- Work required
Starting with the line that holds "of the metal", copy out each remaining line of the listing below, up to and including the last one, and include nothing else.

======== Source data

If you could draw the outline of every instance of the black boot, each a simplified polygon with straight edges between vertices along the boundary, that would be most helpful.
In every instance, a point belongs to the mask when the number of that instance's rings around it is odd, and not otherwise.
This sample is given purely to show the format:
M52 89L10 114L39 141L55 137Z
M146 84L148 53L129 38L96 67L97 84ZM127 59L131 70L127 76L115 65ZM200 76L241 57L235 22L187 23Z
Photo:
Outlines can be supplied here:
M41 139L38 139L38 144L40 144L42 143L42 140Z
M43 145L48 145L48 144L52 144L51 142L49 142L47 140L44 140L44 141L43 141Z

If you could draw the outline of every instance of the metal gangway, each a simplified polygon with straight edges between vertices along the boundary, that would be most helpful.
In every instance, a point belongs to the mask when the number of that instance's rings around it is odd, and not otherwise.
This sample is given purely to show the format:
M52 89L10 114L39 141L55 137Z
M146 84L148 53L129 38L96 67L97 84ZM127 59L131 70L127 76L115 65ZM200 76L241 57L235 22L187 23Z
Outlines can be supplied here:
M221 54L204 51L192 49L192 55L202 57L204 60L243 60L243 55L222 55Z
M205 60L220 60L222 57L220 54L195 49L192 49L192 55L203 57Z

================

- Response to this task
If you could draw the outline of every instance of the metal gangway, each a simplified polygon with straight edges between vertices along the boundary, that would be most helpful.
In every instance, a point belongs to the mask when the number of that instance's rings around it is odd, and not otherwise.
This sample is given purely to show the format:
M52 89L10 114L39 141L55 137Z
M146 84L148 53L129 38L96 67L97 84ZM127 59L131 70L127 76L115 65ZM200 76L241 57L235 22L187 23Z
Outlines can be supplied here:
M221 54L204 51L192 49L192 55L202 57L204 60L243 60L243 55L222 55Z
M205 60L220 60L222 57L220 54L195 49L192 49L192 55L203 57Z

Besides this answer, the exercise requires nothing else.